Colorectal cancer can be treated in a number of ways, or a combination of:
Most patients with a colorectal cancer will need surgery which can be provided at Antrim Area Hospital and Causeway Hospital, or more specialist surgery can be provided at the Belfast City Hospital.
Chemotherapy for colorectal cancer is given at Laurel House at Antrim Area Hospital.
Radiotherapy for colorectal can only be given in the Cancer Centre at Belfast City Hospital.
Your doctors will tell you about the benefits, risks and side-effects of the treatments being offered.
Each person is different and your surgery and/or treatment will be tailored to your needs and discussed fully with you before proceeding. Throughout your care, procedures, surgery and treatment will not be carried out without your consent.
Usually the surgery performed for colorectal cancer is a bowel resection, which involves removing the affected part and then rejoining the bowel. Some patients may require a stoma formed during this operation (the surgeon will make a knot in the bowel and from which waste is removed via a colostomy bag). A stoma care nurse looks after patients who have had a stoma formed.
The stoma care nurse will educate and support patients and their families when they undergo this type of surgery. Support will be given prior to your surgery, whilst you are in hospital and when you return home.
In many cases colorectal cancer can be cured in this way with no need for further treatment. In some cases, patients may require chemotherapy and/or radiotherapy after surgery.
For more information on the specific treatment for each colorectal cancer, please visit the Bowel Cancer UK website.
Stoma care nurse, Antrim Area Hospital, Telephone: 028 9442 4000 Ext 4437 Bleep 5109
Stoma care nurse, Causeway Hospital, Telephone: 028 7034 6264
After treatment is completed, patients will have regular check-ups. These are very important for the surgeon or oncologist to monitor patient progress.
Patients should go to their GP for advice if they have a symptom between follow-up visits they cannot explain which last more than a week or is not getting better.

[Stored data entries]
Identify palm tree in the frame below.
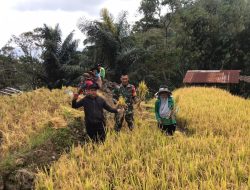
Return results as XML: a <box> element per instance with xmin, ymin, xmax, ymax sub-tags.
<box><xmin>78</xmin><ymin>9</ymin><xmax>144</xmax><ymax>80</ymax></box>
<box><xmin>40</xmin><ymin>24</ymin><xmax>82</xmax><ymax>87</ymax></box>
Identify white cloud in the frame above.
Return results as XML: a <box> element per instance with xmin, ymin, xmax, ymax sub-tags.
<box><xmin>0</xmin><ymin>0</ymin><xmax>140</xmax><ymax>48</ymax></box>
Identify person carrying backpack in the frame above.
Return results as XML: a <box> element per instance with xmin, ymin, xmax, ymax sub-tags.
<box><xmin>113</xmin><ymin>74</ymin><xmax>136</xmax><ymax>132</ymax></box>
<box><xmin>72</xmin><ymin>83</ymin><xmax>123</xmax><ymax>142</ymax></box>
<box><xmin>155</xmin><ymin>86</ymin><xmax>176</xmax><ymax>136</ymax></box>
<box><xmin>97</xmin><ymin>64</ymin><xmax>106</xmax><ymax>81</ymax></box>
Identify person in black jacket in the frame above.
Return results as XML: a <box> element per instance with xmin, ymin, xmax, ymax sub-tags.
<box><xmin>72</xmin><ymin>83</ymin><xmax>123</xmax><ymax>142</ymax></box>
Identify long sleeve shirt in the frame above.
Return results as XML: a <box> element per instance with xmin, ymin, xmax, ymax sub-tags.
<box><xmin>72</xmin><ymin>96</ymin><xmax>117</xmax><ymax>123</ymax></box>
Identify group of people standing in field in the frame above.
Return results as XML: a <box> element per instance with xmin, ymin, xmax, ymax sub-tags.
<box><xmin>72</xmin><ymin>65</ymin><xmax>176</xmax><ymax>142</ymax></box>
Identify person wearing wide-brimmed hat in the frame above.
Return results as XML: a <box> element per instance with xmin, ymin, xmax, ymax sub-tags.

Work to complete -
[a] Answer these questions from the colorectal cancer treatment text:
(i) Where is chemotherapy for colorectal cancer given?
(ii) Where is the only place radiotherapy for colorectal cancer can be given?
(iii) What is the telephone number for the stoma care nurse at Causeway Hospital?
[b] According to the colorectal cancer treatment text, why do patients have regular check-ups after treatment is completed?
The records have no connection to the text about colorectal cancer treatment.

Solved problems -
[a]
(i) Laurel House at Antrim Area Hospital.
(ii) The Cancer Centre at Belfast City Hospital.
(iii) 028 7034 6264.

[b] The check-ups let the surgeon or oncologist monitor the patient's progress, and the text calls them very important for that purpose.